TASK OBJECTIVE. In the entries below, the line with "pin: the overcast" marks the start. Return it and every following line exactly, ending with the last.

(MATERIAL SHOWN)

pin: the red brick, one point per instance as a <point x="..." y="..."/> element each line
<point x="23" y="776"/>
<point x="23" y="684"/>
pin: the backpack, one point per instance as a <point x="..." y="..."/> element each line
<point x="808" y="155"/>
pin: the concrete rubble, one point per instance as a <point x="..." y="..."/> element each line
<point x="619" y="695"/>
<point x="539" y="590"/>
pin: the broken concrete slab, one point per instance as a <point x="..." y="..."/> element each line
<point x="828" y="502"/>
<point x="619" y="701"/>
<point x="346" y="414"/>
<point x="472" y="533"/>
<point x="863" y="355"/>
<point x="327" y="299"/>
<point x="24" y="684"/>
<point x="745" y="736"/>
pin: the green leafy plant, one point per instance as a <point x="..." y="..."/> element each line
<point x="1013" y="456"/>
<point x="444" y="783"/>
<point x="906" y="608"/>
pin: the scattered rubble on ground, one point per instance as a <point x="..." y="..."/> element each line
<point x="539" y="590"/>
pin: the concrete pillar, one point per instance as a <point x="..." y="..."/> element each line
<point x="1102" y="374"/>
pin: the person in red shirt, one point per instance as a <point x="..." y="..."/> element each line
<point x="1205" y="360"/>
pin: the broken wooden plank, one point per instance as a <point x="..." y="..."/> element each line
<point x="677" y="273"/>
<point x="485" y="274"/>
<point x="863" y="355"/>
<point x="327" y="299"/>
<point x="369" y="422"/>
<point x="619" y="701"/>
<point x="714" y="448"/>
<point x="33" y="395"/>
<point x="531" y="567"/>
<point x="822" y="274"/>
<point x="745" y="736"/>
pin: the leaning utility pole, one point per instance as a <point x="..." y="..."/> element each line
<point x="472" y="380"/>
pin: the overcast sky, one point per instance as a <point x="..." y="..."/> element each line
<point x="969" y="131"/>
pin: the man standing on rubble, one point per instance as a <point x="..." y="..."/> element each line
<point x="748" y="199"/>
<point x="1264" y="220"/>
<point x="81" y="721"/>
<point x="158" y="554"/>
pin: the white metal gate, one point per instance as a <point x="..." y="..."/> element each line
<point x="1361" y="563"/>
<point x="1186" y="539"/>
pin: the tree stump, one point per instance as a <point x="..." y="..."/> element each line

(End MATERIAL SHOWN)

ANSWER TO THIS EXERCISE.
pin: the overcast sky, one point per instance as a <point x="..." y="..."/> element each line
<point x="969" y="131"/>
pin: the man standing on rubble, one point per instance as a <point x="..." y="..."/> element each line
<point x="748" y="199"/>
<point x="1264" y="220"/>
<point x="81" y="721"/>
<point x="158" y="554"/>
pin: the white metal gate, one point per instance as a <point x="..." y="..."/> element each line
<point x="1361" y="563"/>
<point x="1186" y="539"/>
pin: the tree stump, one point per instance as a <point x="..." y="..."/> element each line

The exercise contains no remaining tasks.